BEGIN DATA SUPPLIED
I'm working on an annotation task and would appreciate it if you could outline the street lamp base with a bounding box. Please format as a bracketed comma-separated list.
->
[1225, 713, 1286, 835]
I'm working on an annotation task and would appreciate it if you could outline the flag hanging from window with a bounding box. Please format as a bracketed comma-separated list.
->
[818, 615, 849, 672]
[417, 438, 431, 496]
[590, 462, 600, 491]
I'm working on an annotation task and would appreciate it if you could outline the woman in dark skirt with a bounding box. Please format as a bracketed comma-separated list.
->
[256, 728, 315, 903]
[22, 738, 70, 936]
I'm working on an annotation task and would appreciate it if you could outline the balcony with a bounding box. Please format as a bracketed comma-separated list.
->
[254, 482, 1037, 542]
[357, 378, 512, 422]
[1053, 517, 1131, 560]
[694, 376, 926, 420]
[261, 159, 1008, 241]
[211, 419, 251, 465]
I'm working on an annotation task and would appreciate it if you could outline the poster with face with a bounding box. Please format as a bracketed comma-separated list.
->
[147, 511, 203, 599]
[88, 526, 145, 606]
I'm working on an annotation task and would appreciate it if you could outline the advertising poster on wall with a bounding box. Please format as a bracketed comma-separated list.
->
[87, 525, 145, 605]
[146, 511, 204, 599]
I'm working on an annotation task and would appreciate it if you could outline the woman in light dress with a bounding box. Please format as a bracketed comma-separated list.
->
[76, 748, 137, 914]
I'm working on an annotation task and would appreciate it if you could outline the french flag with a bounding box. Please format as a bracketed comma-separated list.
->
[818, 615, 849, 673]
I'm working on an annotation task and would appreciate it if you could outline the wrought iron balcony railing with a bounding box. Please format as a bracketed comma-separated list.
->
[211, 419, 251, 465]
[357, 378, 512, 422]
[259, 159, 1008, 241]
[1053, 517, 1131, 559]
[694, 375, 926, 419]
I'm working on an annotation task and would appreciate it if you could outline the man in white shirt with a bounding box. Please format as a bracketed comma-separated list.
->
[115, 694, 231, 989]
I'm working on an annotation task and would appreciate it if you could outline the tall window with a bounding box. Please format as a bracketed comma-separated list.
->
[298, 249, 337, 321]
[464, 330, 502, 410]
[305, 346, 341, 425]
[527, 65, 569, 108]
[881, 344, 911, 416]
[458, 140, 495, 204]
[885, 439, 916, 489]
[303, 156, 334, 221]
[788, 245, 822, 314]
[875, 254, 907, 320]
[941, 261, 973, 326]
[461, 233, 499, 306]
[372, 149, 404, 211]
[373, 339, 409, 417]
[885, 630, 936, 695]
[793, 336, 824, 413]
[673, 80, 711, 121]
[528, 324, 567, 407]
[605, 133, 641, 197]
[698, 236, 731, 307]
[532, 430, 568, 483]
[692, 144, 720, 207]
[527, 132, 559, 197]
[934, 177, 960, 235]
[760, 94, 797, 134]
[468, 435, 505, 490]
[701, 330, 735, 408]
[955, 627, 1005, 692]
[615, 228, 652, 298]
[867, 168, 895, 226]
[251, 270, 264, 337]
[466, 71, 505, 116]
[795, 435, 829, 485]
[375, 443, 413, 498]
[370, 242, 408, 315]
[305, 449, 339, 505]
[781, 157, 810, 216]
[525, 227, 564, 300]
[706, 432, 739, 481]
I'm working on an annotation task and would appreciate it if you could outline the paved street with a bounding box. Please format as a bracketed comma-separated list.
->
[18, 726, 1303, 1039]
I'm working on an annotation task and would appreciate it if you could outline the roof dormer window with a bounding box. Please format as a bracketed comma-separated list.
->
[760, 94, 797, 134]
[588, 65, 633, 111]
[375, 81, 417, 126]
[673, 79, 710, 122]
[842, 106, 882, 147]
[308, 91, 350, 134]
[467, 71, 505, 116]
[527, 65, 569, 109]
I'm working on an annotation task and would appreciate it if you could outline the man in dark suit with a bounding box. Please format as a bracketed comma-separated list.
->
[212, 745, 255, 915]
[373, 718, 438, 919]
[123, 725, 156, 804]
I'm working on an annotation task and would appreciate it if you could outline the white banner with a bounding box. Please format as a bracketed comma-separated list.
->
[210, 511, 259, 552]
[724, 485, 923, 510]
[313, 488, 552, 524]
END DATA SUPPLIED
- **WORK ITEM**
Transcribe the listing so that each line matches exactly.

- **YOUR SOLUTION**
I'm working on an annotation task and would appreciate it if you could outline the street lamp base with a bounding box. Please format as a bracketed comma-separated list.
->
[1225, 713, 1286, 835]
I'm working on an annotation task and would appreciate it if you could outline the flag hanging from window with a bounding box. Please format as a bracketed comma-separated list.
->
[818, 615, 849, 672]
[417, 438, 431, 496]
[590, 462, 600, 491]
I'm working on an annotation task and would appreciate it if you could outline the woman in dark skirt with a bounding box. Please format as a bracketed comma-separated list.
->
[256, 728, 315, 903]
[22, 738, 70, 936]
I'm working on an annotation task and would appreciate it if you could outline the balcony with a bounding box. Please format as a bracketed comma-separated list.
->
[254, 482, 1037, 542]
[357, 378, 512, 422]
[1053, 517, 1131, 560]
[694, 376, 926, 420]
[261, 159, 1008, 241]
[211, 419, 251, 465]
I'm working on an annotation task and would appreciate it if you could outline the poster with face with a bounding box. Please format as a bracketed comma-separated list.
->
[147, 511, 203, 599]
[88, 526, 145, 606]
I'm working on an annotation task and would appreciate it if you could outline the advertising poster on wall with a bounding box. Please format as a bracketed comma-separated list.
->
[87, 525, 145, 605]
[146, 511, 204, 599]
I'm working on an annotation task and would appreciate it if you could outline the woman in light dress with a bounding box. Please format as a bracketed comma-separated list.
->
[76, 748, 137, 914]
I'm working on an annotation task and would appreciate it if you could outline the french flag with a bounding box. Please format as a bracketed comma-separated list.
->
[818, 615, 849, 673]
I'm working on an annotation task and would appreciate it if you could outline the wrought iron balcony railing with a bounding box. Please format as a bracketed comma-separated list.
->
[211, 419, 251, 465]
[357, 378, 512, 422]
[259, 159, 1008, 241]
[1053, 517, 1131, 559]
[694, 375, 926, 419]
I'm working on an annotation task and would appreciate it if you could outline the man in white shirt with a bounding box. Please format as a bracketed comma-separated list.
->
[115, 694, 231, 989]
I'm working on an annotation task and would appreciate it if you could outline the tall window with a bounding box. Please format as a bracketed comma-separated list.
->
[298, 249, 337, 321]
[464, 330, 502, 410]
[305, 346, 341, 425]
[527, 65, 569, 108]
[881, 344, 911, 416]
[458, 140, 495, 204]
[885, 439, 916, 489]
[303, 156, 334, 221]
[788, 245, 822, 314]
[875, 254, 907, 320]
[941, 261, 973, 326]
[461, 233, 499, 306]
[372, 149, 404, 211]
[373, 339, 409, 417]
[885, 630, 936, 695]
[793, 336, 824, 413]
[673, 80, 711, 121]
[528, 324, 567, 407]
[605, 133, 641, 197]
[698, 236, 731, 307]
[532, 430, 568, 483]
[692, 144, 720, 207]
[527, 132, 559, 197]
[934, 177, 960, 235]
[760, 94, 797, 134]
[468, 435, 505, 490]
[701, 330, 735, 408]
[955, 627, 1005, 692]
[615, 228, 652, 298]
[867, 168, 895, 226]
[251, 270, 264, 337]
[466, 71, 505, 116]
[795, 435, 829, 485]
[375, 443, 413, 498]
[370, 242, 408, 315]
[305, 449, 339, 505]
[781, 157, 810, 216]
[525, 227, 564, 300]
[706, 432, 739, 481]
I'm working on an annotation task and would appreciate it if you could outline the paved street with a bounding box. Please format as a bracketed comma-separated list.
->
[18, 726, 1303, 1039]
I'm working on an annotation task and would appreciate it if you could outline the roof dormer window with a bounding box. Please format as a bracketed comma-separated list.
->
[760, 94, 797, 134]
[588, 65, 633, 111]
[375, 81, 417, 126]
[673, 79, 710, 122]
[842, 106, 882, 147]
[308, 91, 350, 134]
[467, 71, 505, 116]
[527, 65, 569, 109]
I'm working on an annotation task and would appreciate it if you could outline the man in dark suit with a bounding box. Please format as a bracketed comma-separated list.
->
[212, 745, 255, 915]
[373, 718, 438, 919]
[123, 725, 156, 804]
I'm working on an annotation task and would appreciate it if you could outline the white banner with a bounding box. Please format as a bracketed comma-separated list.
->
[210, 511, 259, 552]
[724, 485, 923, 510]
[313, 488, 552, 524]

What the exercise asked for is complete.